Brief :: In everything from the line containing "Pin each instance of the turquoise" down to the end of the lines, substitute "catalog tool" for "shelf-audit tool" and reproduce that stretch otherwise unchanged.

BEGIN Given records

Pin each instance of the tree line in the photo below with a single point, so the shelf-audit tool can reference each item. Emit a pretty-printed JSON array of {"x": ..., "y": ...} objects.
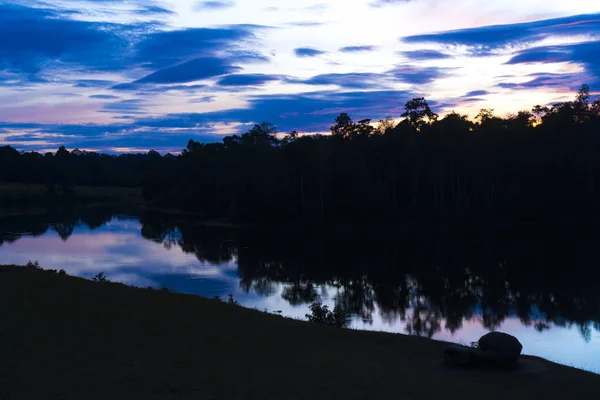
[
  {"x": 429, "y": 282},
  {"x": 537, "y": 166}
]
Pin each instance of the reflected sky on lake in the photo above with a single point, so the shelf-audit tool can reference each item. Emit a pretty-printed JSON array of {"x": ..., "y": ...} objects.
[{"x": 118, "y": 249}]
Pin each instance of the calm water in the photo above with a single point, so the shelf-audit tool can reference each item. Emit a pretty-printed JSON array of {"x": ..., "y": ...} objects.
[{"x": 541, "y": 289}]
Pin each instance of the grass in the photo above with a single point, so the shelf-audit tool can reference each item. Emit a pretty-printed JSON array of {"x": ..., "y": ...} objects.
[
  {"x": 9, "y": 190},
  {"x": 28, "y": 199},
  {"x": 69, "y": 338}
]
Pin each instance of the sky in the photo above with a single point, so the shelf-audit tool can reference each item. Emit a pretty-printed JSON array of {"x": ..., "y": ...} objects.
[{"x": 135, "y": 75}]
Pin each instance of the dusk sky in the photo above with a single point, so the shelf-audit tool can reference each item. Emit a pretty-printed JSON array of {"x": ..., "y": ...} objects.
[{"x": 135, "y": 75}]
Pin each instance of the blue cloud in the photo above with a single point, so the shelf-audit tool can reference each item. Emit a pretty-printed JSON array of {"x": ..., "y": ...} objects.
[
  {"x": 308, "y": 52},
  {"x": 586, "y": 54},
  {"x": 34, "y": 36},
  {"x": 93, "y": 83},
  {"x": 157, "y": 50},
  {"x": 475, "y": 93},
  {"x": 103, "y": 96},
  {"x": 205, "y": 99},
  {"x": 153, "y": 10},
  {"x": 424, "y": 55},
  {"x": 418, "y": 75},
  {"x": 350, "y": 81},
  {"x": 487, "y": 38},
  {"x": 213, "y": 5},
  {"x": 193, "y": 70},
  {"x": 131, "y": 106},
  {"x": 356, "y": 49},
  {"x": 308, "y": 112},
  {"x": 384, "y": 3},
  {"x": 246, "y": 80}
]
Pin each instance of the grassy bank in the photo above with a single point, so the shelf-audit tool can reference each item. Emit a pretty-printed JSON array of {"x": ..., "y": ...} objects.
[
  {"x": 26, "y": 199},
  {"x": 68, "y": 338}
]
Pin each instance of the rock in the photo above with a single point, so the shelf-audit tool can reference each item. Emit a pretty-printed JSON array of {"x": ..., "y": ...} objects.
[{"x": 499, "y": 348}]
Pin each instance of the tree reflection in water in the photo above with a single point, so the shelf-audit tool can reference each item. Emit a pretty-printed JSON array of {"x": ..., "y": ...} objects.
[{"x": 431, "y": 283}]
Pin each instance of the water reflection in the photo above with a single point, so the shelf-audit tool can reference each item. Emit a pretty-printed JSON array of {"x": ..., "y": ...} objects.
[{"x": 441, "y": 287}]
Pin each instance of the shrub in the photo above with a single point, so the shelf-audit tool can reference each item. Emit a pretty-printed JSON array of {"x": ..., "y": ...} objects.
[
  {"x": 33, "y": 265},
  {"x": 321, "y": 314},
  {"x": 232, "y": 301},
  {"x": 100, "y": 278}
]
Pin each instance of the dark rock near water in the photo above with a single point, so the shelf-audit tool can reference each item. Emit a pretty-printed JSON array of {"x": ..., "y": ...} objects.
[
  {"x": 495, "y": 348},
  {"x": 500, "y": 348}
]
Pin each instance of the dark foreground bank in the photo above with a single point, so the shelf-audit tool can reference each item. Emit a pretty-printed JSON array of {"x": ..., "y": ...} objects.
[{"x": 68, "y": 338}]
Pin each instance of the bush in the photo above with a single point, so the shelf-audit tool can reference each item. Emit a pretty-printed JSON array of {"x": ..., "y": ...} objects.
[
  {"x": 321, "y": 314},
  {"x": 33, "y": 265},
  {"x": 100, "y": 278},
  {"x": 232, "y": 301}
]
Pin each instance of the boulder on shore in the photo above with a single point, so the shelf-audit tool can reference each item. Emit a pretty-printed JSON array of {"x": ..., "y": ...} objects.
[{"x": 495, "y": 348}]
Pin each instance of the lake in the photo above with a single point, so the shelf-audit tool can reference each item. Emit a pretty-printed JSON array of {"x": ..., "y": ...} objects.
[{"x": 540, "y": 287}]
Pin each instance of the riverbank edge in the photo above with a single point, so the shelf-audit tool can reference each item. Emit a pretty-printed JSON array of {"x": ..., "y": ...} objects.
[{"x": 90, "y": 329}]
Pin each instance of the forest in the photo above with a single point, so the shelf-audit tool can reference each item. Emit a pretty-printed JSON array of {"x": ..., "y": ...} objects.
[{"x": 539, "y": 166}]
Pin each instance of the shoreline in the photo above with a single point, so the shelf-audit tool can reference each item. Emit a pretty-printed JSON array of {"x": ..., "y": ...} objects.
[{"x": 67, "y": 337}]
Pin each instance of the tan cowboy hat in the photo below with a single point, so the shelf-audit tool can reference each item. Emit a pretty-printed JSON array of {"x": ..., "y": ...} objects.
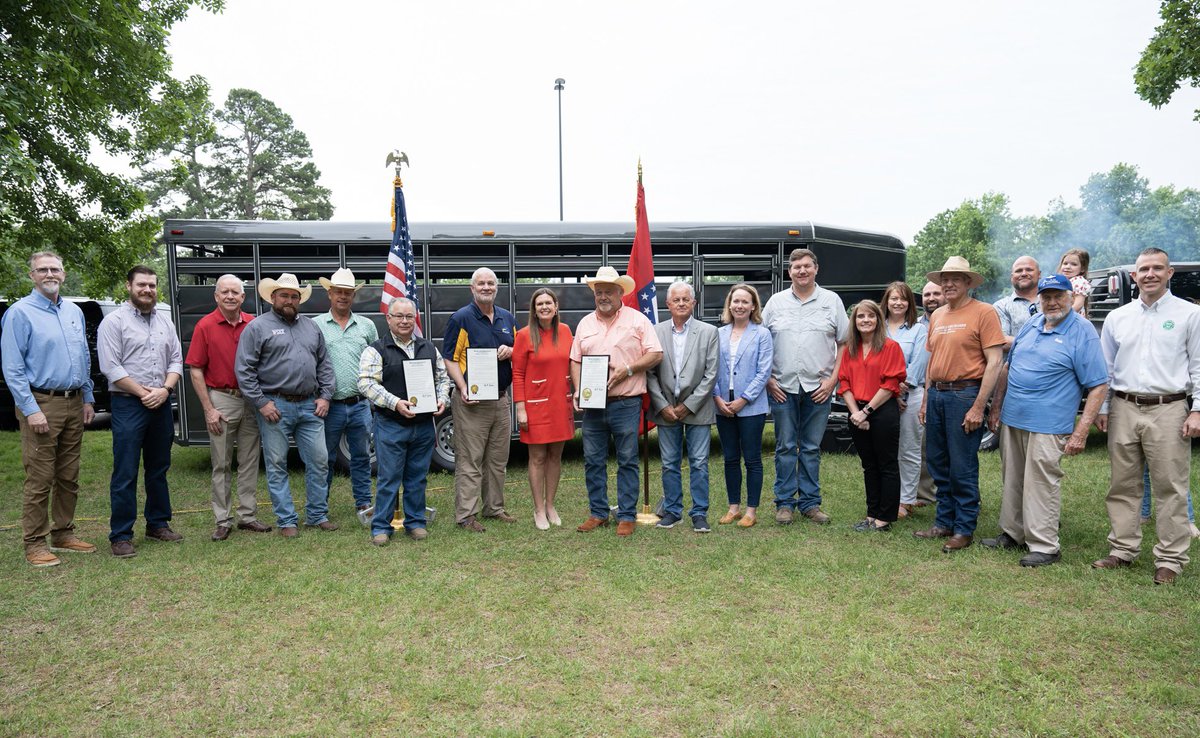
[
  {"x": 607, "y": 275},
  {"x": 957, "y": 265},
  {"x": 287, "y": 281},
  {"x": 342, "y": 277}
]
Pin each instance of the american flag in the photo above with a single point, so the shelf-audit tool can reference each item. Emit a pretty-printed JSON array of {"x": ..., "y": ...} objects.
[{"x": 401, "y": 277}]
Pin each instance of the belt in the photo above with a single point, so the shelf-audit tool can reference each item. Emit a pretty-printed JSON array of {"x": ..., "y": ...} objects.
[
  {"x": 1151, "y": 399},
  {"x": 961, "y": 384},
  {"x": 57, "y": 393}
]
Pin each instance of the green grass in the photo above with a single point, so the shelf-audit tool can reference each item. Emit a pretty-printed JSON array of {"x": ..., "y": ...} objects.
[{"x": 802, "y": 630}]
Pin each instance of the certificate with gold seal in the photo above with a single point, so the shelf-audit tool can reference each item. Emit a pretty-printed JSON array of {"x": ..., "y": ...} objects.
[
  {"x": 419, "y": 382},
  {"x": 483, "y": 373},
  {"x": 594, "y": 382}
]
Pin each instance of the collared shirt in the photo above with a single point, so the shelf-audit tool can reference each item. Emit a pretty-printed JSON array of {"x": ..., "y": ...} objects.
[
  {"x": 807, "y": 335},
  {"x": 142, "y": 347},
  {"x": 45, "y": 345},
  {"x": 345, "y": 348},
  {"x": 1014, "y": 312},
  {"x": 1153, "y": 349},
  {"x": 624, "y": 340},
  {"x": 370, "y": 383},
  {"x": 1048, "y": 371},
  {"x": 215, "y": 346},
  {"x": 280, "y": 358},
  {"x": 469, "y": 328},
  {"x": 912, "y": 343}
]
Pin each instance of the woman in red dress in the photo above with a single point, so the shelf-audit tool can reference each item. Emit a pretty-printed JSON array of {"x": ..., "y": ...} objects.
[{"x": 541, "y": 390}]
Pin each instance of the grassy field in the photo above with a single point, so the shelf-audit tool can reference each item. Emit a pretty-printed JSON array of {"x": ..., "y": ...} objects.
[{"x": 802, "y": 630}]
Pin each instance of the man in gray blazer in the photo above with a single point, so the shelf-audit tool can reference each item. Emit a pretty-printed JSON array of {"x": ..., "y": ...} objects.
[{"x": 682, "y": 400}]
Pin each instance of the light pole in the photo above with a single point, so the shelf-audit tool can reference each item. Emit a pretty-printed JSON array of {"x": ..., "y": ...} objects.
[{"x": 558, "y": 85}]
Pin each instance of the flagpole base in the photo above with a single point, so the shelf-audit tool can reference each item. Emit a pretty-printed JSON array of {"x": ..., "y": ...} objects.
[{"x": 647, "y": 517}]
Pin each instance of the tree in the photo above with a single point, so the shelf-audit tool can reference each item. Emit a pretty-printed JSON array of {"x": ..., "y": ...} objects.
[
  {"x": 251, "y": 163},
  {"x": 1173, "y": 55},
  {"x": 77, "y": 75}
]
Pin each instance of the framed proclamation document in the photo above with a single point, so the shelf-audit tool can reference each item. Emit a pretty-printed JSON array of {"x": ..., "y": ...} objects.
[
  {"x": 483, "y": 375},
  {"x": 594, "y": 382}
]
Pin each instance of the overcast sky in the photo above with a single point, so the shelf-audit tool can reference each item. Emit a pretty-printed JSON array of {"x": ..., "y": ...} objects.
[{"x": 867, "y": 114}]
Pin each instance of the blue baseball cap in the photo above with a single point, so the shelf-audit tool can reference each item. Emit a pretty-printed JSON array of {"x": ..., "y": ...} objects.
[{"x": 1055, "y": 281}]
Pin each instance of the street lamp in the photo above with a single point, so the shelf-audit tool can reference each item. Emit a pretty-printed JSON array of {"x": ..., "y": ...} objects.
[{"x": 558, "y": 85}]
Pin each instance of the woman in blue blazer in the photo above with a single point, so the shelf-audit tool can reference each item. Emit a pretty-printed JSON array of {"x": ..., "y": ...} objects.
[{"x": 741, "y": 399}]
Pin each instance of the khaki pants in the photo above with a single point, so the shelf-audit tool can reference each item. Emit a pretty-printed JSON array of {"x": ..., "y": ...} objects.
[
  {"x": 481, "y": 437},
  {"x": 1031, "y": 475},
  {"x": 1149, "y": 435},
  {"x": 52, "y": 471},
  {"x": 240, "y": 430}
]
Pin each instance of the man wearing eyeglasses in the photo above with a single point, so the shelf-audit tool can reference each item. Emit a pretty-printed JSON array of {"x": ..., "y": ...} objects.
[{"x": 48, "y": 370}]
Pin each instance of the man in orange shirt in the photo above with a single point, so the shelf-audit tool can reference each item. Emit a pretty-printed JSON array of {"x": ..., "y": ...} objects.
[{"x": 966, "y": 346}]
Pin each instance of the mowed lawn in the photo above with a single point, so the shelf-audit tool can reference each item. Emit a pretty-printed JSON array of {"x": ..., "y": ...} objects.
[{"x": 798, "y": 630}]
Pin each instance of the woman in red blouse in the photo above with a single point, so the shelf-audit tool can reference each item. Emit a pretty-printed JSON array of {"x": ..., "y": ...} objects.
[
  {"x": 541, "y": 390},
  {"x": 869, "y": 379}
]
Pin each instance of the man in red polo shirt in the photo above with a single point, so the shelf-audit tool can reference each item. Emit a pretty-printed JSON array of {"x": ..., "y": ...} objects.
[{"x": 229, "y": 417}]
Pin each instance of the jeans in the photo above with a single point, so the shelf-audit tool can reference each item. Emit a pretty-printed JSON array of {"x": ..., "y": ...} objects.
[
  {"x": 298, "y": 420},
  {"x": 953, "y": 459},
  {"x": 405, "y": 453},
  {"x": 354, "y": 420},
  {"x": 742, "y": 439},
  {"x": 139, "y": 432},
  {"x": 1146, "y": 498},
  {"x": 671, "y": 439},
  {"x": 618, "y": 420},
  {"x": 799, "y": 426}
]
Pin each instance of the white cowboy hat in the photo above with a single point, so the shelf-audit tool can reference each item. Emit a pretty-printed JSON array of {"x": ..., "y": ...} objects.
[
  {"x": 957, "y": 265},
  {"x": 342, "y": 277},
  {"x": 607, "y": 275},
  {"x": 287, "y": 281}
]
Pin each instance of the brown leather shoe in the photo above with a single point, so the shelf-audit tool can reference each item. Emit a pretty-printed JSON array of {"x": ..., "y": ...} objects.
[
  {"x": 472, "y": 525},
  {"x": 1164, "y": 576},
  {"x": 592, "y": 523},
  {"x": 935, "y": 532},
  {"x": 1110, "y": 562},
  {"x": 958, "y": 543}
]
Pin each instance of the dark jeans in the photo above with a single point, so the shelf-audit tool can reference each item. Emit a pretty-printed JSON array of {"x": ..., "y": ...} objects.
[
  {"x": 742, "y": 441},
  {"x": 953, "y": 459},
  {"x": 877, "y": 448},
  {"x": 139, "y": 432}
]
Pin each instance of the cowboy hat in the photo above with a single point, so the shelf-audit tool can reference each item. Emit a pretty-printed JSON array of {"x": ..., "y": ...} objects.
[
  {"x": 607, "y": 275},
  {"x": 957, "y": 265},
  {"x": 268, "y": 287},
  {"x": 342, "y": 277}
]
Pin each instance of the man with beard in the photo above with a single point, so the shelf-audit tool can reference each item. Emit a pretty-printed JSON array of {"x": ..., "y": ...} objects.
[
  {"x": 141, "y": 355},
  {"x": 48, "y": 371},
  {"x": 1055, "y": 357},
  {"x": 228, "y": 415},
  {"x": 1015, "y": 310},
  {"x": 481, "y": 427},
  {"x": 283, "y": 370}
]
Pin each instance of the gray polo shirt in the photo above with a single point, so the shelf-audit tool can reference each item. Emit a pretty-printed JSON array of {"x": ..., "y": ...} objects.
[
  {"x": 807, "y": 334},
  {"x": 281, "y": 358}
]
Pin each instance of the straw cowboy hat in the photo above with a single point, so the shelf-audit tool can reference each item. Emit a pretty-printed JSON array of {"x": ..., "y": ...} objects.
[
  {"x": 607, "y": 275},
  {"x": 287, "y": 281},
  {"x": 957, "y": 265},
  {"x": 342, "y": 277}
]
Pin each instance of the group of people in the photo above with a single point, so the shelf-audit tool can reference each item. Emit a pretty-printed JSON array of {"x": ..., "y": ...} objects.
[{"x": 916, "y": 389}]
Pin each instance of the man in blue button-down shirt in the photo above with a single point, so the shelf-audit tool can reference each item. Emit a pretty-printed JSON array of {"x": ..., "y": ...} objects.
[{"x": 48, "y": 371}]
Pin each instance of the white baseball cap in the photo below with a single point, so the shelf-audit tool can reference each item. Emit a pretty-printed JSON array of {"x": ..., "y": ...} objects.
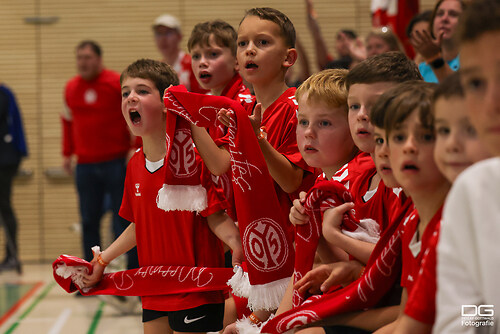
[{"x": 168, "y": 21}]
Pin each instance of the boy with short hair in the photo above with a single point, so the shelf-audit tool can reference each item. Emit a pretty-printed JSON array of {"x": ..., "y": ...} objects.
[
  {"x": 181, "y": 236},
  {"x": 457, "y": 147},
  {"x": 468, "y": 245},
  {"x": 212, "y": 45},
  {"x": 372, "y": 198}
]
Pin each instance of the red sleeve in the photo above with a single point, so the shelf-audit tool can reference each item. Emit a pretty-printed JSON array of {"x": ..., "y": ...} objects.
[
  {"x": 421, "y": 304},
  {"x": 215, "y": 195},
  {"x": 126, "y": 206},
  {"x": 67, "y": 140}
]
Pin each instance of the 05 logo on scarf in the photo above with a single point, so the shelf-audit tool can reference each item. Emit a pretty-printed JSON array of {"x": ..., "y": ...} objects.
[
  {"x": 265, "y": 245},
  {"x": 182, "y": 157}
]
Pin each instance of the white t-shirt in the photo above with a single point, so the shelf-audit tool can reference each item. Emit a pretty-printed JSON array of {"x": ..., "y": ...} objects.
[{"x": 469, "y": 252}]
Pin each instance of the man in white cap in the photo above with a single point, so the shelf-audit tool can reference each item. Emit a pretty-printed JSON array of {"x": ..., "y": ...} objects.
[{"x": 168, "y": 36}]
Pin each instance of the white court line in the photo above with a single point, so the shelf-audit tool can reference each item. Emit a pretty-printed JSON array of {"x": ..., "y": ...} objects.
[{"x": 63, "y": 317}]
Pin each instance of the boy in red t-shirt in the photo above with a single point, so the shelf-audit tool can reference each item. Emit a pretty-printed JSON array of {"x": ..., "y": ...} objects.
[
  {"x": 212, "y": 45},
  {"x": 409, "y": 127},
  {"x": 372, "y": 198},
  {"x": 167, "y": 237},
  {"x": 457, "y": 147}
]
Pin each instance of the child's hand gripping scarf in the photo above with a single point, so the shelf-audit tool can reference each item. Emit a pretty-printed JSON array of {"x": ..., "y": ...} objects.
[
  {"x": 323, "y": 196},
  {"x": 267, "y": 247},
  {"x": 144, "y": 281},
  {"x": 381, "y": 271}
]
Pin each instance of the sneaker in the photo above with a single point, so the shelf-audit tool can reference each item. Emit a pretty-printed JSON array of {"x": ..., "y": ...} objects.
[{"x": 123, "y": 304}]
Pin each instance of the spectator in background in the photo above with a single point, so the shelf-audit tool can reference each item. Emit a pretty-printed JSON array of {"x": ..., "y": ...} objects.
[
  {"x": 168, "y": 36},
  {"x": 438, "y": 46},
  {"x": 419, "y": 22},
  {"x": 12, "y": 150},
  {"x": 344, "y": 41},
  {"x": 95, "y": 132},
  {"x": 378, "y": 41},
  {"x": 381, "y": 40}
]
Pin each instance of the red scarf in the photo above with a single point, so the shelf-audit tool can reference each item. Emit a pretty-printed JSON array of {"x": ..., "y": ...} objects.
[
  {"x": 144, "y": 281},
  {"x": 182, "y": 189},
  {"x": 382, "y": 270},
  {"x": 324, "y": 195},
  {"x": 268, "y": 249}
]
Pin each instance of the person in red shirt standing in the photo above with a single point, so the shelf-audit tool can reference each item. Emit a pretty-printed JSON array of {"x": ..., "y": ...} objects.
[
  {"x": 95, "y": 133},
  {"x": 168, "y": 36}
]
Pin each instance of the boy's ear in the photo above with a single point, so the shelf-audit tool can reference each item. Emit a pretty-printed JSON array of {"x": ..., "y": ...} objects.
[
  {"x": 236, "y": 65},
  {"x": 291, "y": 57}
]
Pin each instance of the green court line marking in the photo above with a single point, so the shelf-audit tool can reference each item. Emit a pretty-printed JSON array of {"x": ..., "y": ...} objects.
[
  {"x": 30, "y": 308},
  {"x": 97, "y": 318}
]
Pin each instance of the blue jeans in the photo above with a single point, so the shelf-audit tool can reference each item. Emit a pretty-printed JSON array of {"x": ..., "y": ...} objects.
[{"x": 101, "y": 185}]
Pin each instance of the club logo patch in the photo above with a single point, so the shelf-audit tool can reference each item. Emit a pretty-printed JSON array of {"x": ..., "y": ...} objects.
[
  {"x": 182, "y": 157},
  {"x": 265, "y": 245}
]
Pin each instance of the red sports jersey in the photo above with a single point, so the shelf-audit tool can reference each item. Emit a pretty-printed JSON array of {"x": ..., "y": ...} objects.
[
  {"x": 234, "y": 90},
  {"x": 280, "y": 120},
  {"x": 413, "y": 249},
  {"x": 93, "y": 125},
  {"x": 421, "y": 303},
  {"x": 186, "y": 75},
  {"x": 173, "y": 237},
  {"x": 354, "y": 168}
]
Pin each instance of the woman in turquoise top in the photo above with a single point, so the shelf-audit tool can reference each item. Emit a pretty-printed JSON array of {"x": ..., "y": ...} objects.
[{"x": 438, "y": 46}]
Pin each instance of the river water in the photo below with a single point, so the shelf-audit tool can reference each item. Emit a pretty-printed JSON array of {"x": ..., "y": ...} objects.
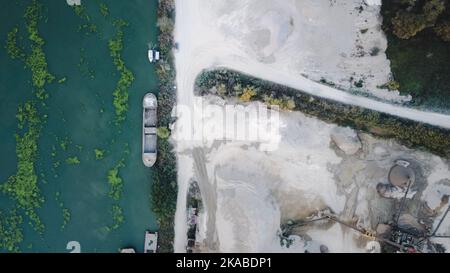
[{"x": 81, "y": 114}]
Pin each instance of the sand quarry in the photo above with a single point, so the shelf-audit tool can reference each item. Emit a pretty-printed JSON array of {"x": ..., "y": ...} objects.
[{"x": 250, "y": 189}]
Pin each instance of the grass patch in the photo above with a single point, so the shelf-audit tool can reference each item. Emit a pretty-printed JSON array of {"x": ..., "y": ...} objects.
[{"x": 409, "y": 133}]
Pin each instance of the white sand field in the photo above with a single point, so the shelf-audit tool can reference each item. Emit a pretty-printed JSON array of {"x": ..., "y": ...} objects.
[{"x": 247, "y": 190}]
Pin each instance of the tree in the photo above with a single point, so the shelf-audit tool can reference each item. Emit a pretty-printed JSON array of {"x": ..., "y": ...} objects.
[
  {"x": 247, "y": 93},
  {"x": 443, "y": 31},
  {"x": 432, "y": 9}
]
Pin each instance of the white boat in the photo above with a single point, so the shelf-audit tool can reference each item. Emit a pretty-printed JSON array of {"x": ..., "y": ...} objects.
[
  {"x": 150, "y": 55},
  {"x": 149, "y": 137},
  {"x": 151, "y": 242},
  {"x": 153, "y": 55}
]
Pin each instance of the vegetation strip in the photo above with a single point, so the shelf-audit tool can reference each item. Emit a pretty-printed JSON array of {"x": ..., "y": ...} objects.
[
  {"x": 418, "y": 34},
  {"x": 164, "y": 176},
  {"x": 410, "y": 133},
  {"x": 23, "y": 186},
  {"x": 120, "y": 94}
]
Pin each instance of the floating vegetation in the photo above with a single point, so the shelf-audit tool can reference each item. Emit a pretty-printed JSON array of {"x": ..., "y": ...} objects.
[
  {"x": 115, "y": 182},
  {"x": 36, "y": 60},
  {"x": 104, "y": 10},
  {"x": 13, "y": 50},
  {"x": 65, "y": 211},
  {"x": 64, "y": 143},
  {"x": 86, "y": 24},
  {"x": 66, "y": 218},
  {"x": 117, "y": 216},
  {"x": 84, "y": 67},
  {"x": 23, "y": 186},
  {"x": 120, "y": 94},
  {"x": 99, "y": 154},
  {"x": 73, "y": 160},
  {"x": 10, "y": 231}
]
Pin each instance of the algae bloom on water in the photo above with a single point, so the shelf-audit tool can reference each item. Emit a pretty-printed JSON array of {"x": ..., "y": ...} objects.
[
  {"x": 73, "y": 160},
  {"x": 99, "y": 154}
]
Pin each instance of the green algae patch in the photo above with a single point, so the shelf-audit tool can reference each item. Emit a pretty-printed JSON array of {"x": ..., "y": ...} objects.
[
  {"x": 99, "y": 154},
  {"x": 120, "y": 94},
  {"x": 10, "y": 232},
  {"x": 115, "y": 182},
  {"x": 73, "y": 160}
]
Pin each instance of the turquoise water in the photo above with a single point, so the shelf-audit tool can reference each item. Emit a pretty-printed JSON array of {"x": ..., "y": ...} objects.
[{"x": 80, "y": 110}]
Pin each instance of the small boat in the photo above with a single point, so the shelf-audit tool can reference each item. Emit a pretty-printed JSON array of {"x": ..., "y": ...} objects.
[
  {"x": 151, "y": 242},
  {"x": 149, "y": 137},
  {"x": 127, "y": 250},
  {"x": 153, "y": 55}
]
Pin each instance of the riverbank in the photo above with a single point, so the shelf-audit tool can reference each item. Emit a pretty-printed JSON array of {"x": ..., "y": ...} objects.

END Given records

Worked solution ::
Pin each instance of the turquoise water in the photo above with a single point, so the catalog tool can reference each item. Emit a pretty-printed JSON array of {"x": ..., "y": ...} objects.
[{"x": 80, "y": 110}]
Pin each instance of the small boat in the photo above with a single point, so the catalog tool can reference each item. Emit a pretty-printed JSON array of {"x": ..., "y": ...} objects.
[
  {"x": 151, "y": 242},
  {"x": 149, "y": 137},
  {"x": 127, "y": 250},
  {"x": 153, "y": 55}
]
Pin each instance of the riverbank in the photo above with a single point, so the catalog tool can reference each item. Emit a pretty-printed JSON array of {"x": ..., "y": ...} objects.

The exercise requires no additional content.